Here are records with pictures in them. Copy all of them exactly and leave the pictures out.

-------- Recorded information --------

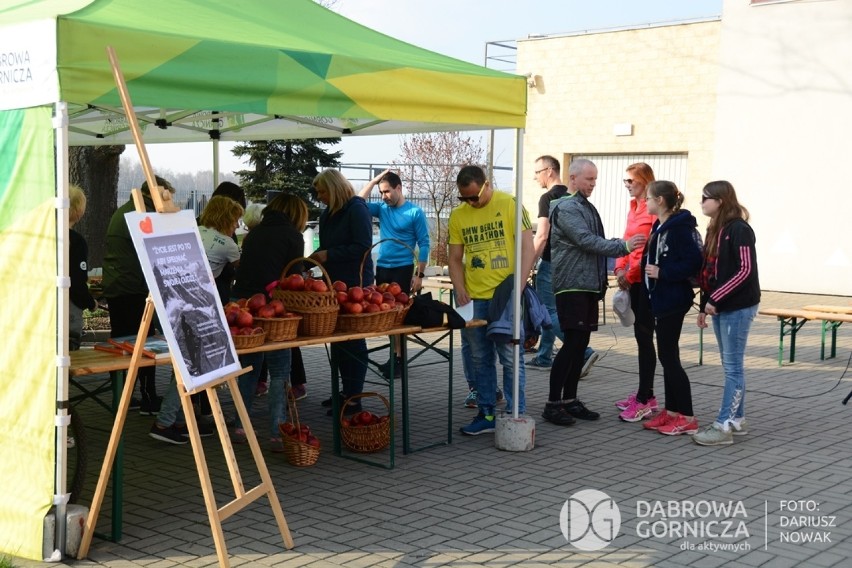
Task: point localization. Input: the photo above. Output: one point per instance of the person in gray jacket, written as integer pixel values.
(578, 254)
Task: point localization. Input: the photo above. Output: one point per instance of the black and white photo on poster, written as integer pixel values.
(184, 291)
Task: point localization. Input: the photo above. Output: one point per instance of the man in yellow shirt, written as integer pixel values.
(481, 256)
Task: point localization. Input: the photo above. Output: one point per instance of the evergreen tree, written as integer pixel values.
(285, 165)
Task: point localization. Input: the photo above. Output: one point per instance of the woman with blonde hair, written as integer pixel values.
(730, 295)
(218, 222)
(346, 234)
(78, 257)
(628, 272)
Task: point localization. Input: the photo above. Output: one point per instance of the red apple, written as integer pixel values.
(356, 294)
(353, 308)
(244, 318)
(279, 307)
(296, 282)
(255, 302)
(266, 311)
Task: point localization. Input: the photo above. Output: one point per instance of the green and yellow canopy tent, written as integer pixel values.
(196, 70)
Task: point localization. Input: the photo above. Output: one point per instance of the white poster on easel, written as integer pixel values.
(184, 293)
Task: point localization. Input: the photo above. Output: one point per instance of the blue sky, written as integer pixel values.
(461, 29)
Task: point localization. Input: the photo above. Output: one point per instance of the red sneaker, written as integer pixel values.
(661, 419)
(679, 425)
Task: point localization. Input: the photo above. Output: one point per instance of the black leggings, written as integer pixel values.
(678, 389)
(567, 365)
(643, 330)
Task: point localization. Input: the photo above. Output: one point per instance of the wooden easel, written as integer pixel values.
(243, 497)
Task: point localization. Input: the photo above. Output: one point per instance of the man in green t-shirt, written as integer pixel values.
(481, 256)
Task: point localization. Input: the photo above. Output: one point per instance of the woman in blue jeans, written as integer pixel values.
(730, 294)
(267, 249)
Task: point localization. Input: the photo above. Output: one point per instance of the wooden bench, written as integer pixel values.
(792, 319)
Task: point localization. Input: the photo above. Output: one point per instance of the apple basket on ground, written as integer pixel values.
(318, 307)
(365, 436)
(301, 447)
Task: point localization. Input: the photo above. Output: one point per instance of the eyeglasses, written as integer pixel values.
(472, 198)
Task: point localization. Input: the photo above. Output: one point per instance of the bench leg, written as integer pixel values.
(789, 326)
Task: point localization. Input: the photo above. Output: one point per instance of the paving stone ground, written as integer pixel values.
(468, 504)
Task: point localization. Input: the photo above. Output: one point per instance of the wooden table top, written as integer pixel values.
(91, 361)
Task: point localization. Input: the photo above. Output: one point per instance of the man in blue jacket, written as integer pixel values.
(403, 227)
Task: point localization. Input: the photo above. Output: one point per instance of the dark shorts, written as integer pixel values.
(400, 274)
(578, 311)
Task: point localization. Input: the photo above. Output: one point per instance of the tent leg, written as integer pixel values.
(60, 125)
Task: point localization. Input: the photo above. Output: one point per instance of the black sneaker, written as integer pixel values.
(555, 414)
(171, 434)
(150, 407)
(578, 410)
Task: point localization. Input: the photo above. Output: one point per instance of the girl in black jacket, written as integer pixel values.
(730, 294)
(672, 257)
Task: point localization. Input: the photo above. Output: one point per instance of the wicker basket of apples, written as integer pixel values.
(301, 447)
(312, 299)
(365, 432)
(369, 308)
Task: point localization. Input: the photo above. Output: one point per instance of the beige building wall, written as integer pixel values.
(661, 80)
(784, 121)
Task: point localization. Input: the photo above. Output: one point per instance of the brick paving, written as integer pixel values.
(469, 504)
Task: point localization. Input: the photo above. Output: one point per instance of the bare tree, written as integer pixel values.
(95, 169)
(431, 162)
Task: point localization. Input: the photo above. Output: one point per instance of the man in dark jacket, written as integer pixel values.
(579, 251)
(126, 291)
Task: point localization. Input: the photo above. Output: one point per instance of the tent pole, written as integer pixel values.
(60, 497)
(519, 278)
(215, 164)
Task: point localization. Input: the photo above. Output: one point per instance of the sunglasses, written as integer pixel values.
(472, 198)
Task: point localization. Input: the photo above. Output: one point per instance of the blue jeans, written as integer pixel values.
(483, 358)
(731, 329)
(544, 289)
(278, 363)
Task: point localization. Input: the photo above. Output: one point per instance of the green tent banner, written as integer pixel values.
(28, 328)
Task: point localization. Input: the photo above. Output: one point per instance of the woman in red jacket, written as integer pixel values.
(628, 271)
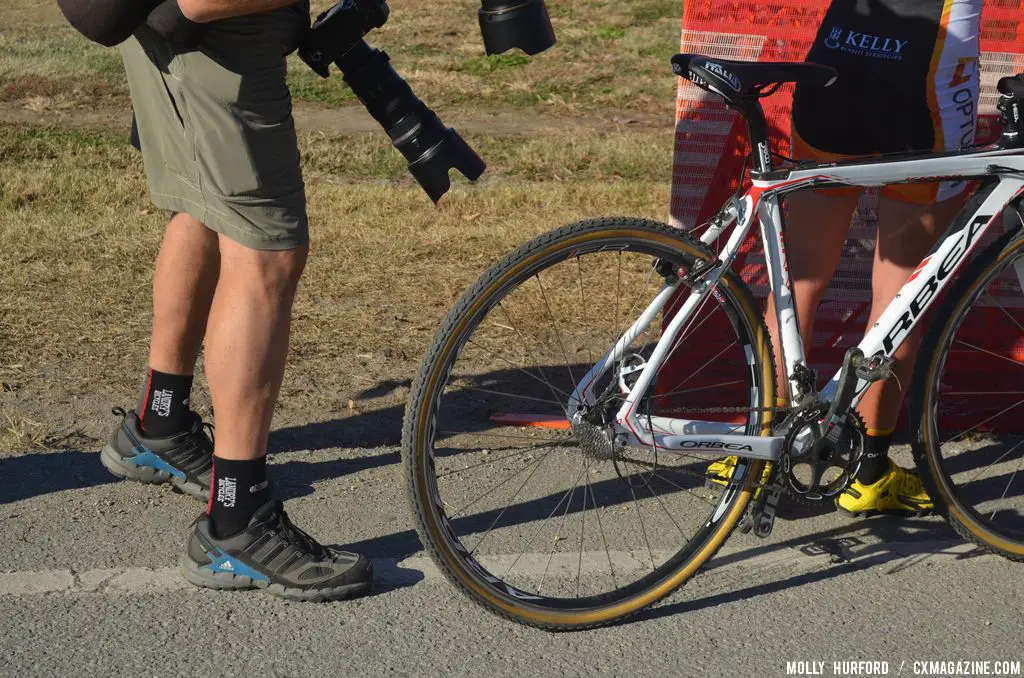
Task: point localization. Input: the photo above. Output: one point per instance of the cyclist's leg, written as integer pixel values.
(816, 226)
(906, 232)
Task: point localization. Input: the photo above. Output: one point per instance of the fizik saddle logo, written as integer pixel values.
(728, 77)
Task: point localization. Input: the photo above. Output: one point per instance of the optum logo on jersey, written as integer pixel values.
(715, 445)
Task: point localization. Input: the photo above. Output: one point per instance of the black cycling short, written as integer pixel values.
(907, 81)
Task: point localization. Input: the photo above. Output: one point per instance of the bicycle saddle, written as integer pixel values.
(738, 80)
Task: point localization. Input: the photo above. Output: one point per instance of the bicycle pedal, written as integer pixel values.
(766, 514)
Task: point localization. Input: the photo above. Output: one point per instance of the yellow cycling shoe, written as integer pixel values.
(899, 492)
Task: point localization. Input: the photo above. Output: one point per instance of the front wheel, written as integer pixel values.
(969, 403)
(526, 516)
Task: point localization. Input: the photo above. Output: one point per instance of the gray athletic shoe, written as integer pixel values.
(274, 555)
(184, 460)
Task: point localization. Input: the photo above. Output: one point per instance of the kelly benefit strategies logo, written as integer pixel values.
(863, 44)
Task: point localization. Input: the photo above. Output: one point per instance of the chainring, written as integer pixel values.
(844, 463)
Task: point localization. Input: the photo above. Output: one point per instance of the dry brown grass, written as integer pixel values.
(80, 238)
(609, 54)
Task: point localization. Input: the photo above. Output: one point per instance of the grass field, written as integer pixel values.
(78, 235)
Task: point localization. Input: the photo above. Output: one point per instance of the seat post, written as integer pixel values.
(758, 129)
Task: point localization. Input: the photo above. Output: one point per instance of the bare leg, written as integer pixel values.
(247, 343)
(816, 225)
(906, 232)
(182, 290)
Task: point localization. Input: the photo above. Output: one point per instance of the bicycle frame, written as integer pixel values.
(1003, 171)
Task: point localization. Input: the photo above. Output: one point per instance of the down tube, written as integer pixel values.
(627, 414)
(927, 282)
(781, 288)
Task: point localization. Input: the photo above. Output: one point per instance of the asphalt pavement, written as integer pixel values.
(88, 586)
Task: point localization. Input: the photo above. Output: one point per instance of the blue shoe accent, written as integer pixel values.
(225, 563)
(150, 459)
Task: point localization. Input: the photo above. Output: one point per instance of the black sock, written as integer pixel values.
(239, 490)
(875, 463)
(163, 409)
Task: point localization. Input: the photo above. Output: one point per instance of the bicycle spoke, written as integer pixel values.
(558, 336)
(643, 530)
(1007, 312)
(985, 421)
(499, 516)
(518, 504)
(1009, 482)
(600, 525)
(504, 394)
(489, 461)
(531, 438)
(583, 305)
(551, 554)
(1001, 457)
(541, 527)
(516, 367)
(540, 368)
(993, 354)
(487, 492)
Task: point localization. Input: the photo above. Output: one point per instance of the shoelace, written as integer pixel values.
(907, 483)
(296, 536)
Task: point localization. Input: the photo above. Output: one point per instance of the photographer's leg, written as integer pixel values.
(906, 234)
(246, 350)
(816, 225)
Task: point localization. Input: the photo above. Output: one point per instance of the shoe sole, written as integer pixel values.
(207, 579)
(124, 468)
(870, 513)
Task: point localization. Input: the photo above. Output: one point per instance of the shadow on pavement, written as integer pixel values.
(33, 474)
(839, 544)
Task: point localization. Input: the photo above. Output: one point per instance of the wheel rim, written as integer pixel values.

--------

### Output
Task: point localization. Input: the photo above. Output: one point per instance of the person in gray jacket, written as integer pixel values.
(578, 254)
Task: point localization. Input: the photo above. Output: one point per instance of the black and white photo on poster, written as integer pixel values.
(184, 291)
Task: point localization. Input: the photo above. Output: one point per instance of the man in yellow shirt, written as integer pixel values.
(481, 256)
Task: point localization. Input: the photo above. Output: one point per instance of the evergreen tree, written as integer pixel values.
(285, 165)
Task: point localization. Input: the photo above. Output: one point per instance of the woman with blonde hair, written as integer pixel values.
(730, 295)
(218, 222)
(346, 234)
(78, 257)
(628, 272)
Task: point localization. Input: the photo above. Output: one point per instance of the red apple, written as integer pixel values.
(356, 294)
(353, 308)
(244, 318)
(279, 307)
(296, 282)
(255, 302)
(266, 311)
Task: point localization. Input: the photo above. Output: one point per instance of the green and yellow canopy tent, written as integer pixel values.
(196, 70)
Task: point localization. Input: the photo above. Output: one point per instance of the white poster on easel, written as integer pixel values.
(184, 293)
Task: point localization. Input: the photo above. Output: one point per instance of the blue sky, written as integer pixel values.
(461, 29)
Task: point localization. Input: the photo above. Output: one point per instance of the red sneaker, written as integer pixel values.
(661, 419)
(679, 425)
Task: point localization. Input: the photo above. Output: one point per instance of the black leggings, written as integer pixel values.
(678, 389)
(567, 365)
(643, 330)
Task: point localization. Input: the photo above. Output: one point per instance of the wooden easel, written as integer pixel values.
(243, 497)
Task: point localization. Input: the photo above. Output: one point per instance of the man in green t-shirt, written as integer pixel values.
(481, 256)
Task: point localization. Input: the photo above. Output: one point per instance of the woman in blue jeans, written as integer pixel values.
(730, 294)
(267, 249)
Task: point localization. Input: the photo above. Output: one point per instance of the wooden bench, written as integer pixel values.
(792, 319)
Task: point localization. Input: the photo above. Output: one point per instance of the apple basket on ground, written as integer pixel values.
(318, 307)
(365, 436)
(301, 447)
Task: point localization. Input: the photo above. Output: one point per instance of the eyeglasses, written as integer pixel values.
(472, 198)
Task: point localization. Input: the photo above. Output: one point per instance of the bench leg, written as integer pixel values.
(789, 326)
Task: point localization. Input: the photo above. Output: one point per instance of the paving stone ground, written as integer pixel values.
(468, 504)
Task: point localization. Input: the photo above. Output: one point per instance of the wooden table top, written as integer pixel values.
(91, 361)
Task: point localization. Input: the photo above. Output: one point per instance of the man in blue jacket, written as integer pixel values.
(403, 227)
Task: point localization. Input: the photo above. Output: one point per instance of the dark shorts, written as integer pixel values.
(400, 274)
(578, 311)
Task: point localization. Input: the photo above. Output: one point per instance of the tent leg, written as integer pixel values.
(60, 125)
Task: point localization. Input: the photo above. Output: one point per instance of the black sneaker, written as integer pixel values.
(555, 414)
(171, 434)
(150, 407)
(578, 410)
Task: point localization. Input: the photo above. Output: one point per instance of the girl in black jacket, written as integer pixel values.
(730, 294)
(672, 257)
Task: point localization. Input: the photo above. Output: one point per instance of the wicker basket of apples, written as integer pixel values.
(301, 447)
(312, 299)
(365, 432)
(369, 308)
Task: point localization. Input: the photo above. Output: one point per instance of the beige building wall, written as integer pixel values.
(661, 80)
(784, 121)
Task: point localization. Input: the photo above. Output: one point per instance of the brick paving, written as integer pixel values.
(469, 504)
Task: point localization. Input: the photo above. Output: one point per instance of the bare tree, written as integer pixel values.
(95, 169)
(431, 162)
Task: point localization. Input: the photo above. Output: one point per instance of the man in dark jacket, written as integer pixel values.
(579, 251)
(126, 291)
Task: point localization. Input: the photo above. Output: one point per instance of the tent pole, written as integer pixel values.
(60, 497)
(519, 278)
(215, 164)
Task: point localization. Input: the photo above. Output: one point per instance of the sunglasses, written as integer pixel values.
(472, 198)
Task: point localization. Input: the photo above. Output: one point per instance of the blue jeans, written as integer pixel values.
(483, 358)
(731, 329)
(544, 289)
(278, 363)
Task: point localization. Input: the photo above. Output: one point per instance of the green tent banner, written as integer pixel values.
(28, 328)
Task: point localization. Input: the photo above. Output: one point per instance of the woman in red jacket, written as integer pixel values.
(628, 271)
Task: point localization. Input: the photo above. Output: one point per instance of the cyclist's leg, written as integer pixel values.
(816, 226)
(906, 232)
Task: point localization. Input: the photo above. Output: one point per instance of the fizik saddle logo, written as integer pixel values.
(728, 77)
Task: point localization. Input: the photo above. Output: one point per instance of the optum logo on jersey, written as integer pixel values.
(715, 445)
Task: point localization. Input: the photo above. Output: one point per instance of the black cycling short, written as integer pixel values.
(907, 81)
Task: point localization. Input: the photo above. Output: one point per instance of the bicycle saddle, written as integer pixel values.
(738, 80)
Task: point localization. Input: the photo above. Output: one point per instance of the bicycle pedal, written as integer pixel values.
(766, 514)
Task: point localization. Input: the photo above. Output: one point per instance of the yellow cycling shoe, written as integer pixel values.
(899, 492)
Task: point localization. Input: the photo above. Output: one point per instance of the front wheel, written as integer pixel values.
(969, 403)
(526, 516)
Task: point localization. Input: the photo above. Output: one point per instance of the gray athletic shoe, written as integer pixel values.
(274, 555)
(184, 460)
Task: point localization. Input: the photo above. Output: one point per instance of the kelly benefit strategies logo, written as integer pixel values.
(863, 44)
Task: point localization. Input: the photo above. Output: one point per instance of the chainring, written as integer pixel values.
(844, 463)
Task: point localization. Input: the photo above. Output: one point per instance of the dry brown grass, written as integer pixel values.
(80, 238)
(609, 54)
Task: point localization. Input: the photo above. Output: one point per instance of the grass field, written as integer pixel values.
(78, 235)
Task: point localization. Input: the photo above. Output: one point per instance of the seat post, written as integer pixel values.
(758, 129)
Task: point localization. Input: the photo above. Output: one point per instance of the bare leg, written as integer pixel values.
(247, 343)
(816, 225)
(906, 232)
(182, 290)
Task: point localization. Input: the photo above. Output: one point per instance of the bicycle frame, written as integer pixel values.
(1003, 171)
Task: point localization. Input: the photo above. Output: one point per instance of the down tube, written as integer pixel values.
(627, 414)
(927, 282)
(781, 288)
Task: point localization. Input: the photo above. Output: one point per instance of the asphalt pavement, written as integer pixel values.
(88, 586)
Task: point localization. Input: the photo above. Output: one point per instance of the blue shoe accent, written as integer pixel values.
(225, 563)
(150, 459)
Task: point localization. Input: the photo above. Output: one point per instance of the black sock, written as integer pixel values.
(239, 490)
(875, 463)
(163, 409)
Task: point localization. Input: the photo above. Output: one point per instance of the bicycle spoke, written as integer pixel values.
(558, 336)
(643, 530)
(1007, 312)
(985, 421)
(499, 516)
(518, 504)
(1009, 482)
(600, 525)
(504, 394)
(489, 461)
(531, 438)
(583, 305)
(551, 554)
(1001, 457)
(541, 527)
(516, 367)
(540, 368)
(993, 354)
(487, 492)
Task: point localization. Input: the photo above. Output: one point per instance of the shoelace, written as integer pixel values.
(907, 483)
(296, 536)
Task: point localization. Input: the photo above. Output: one point per instance of the photographer's leg, written as integer pixel values.
(906, 234)
(246, 350)
(816, 225)
Task: point localization. Input: the photo above. Output: one point per instance of the shoe sole, written as integer pixel values.
(207, 579)
(124, 468)
(870, 513)
Task: point localization. Input: the photo above. Output: one point per instance of the shadow on pavement, written as integer pixel values.
(33, 474)
(839, 544)
Task: point localization. Input: the photo above. Output: one point per instance of the wheel rim, written as integer pixel values.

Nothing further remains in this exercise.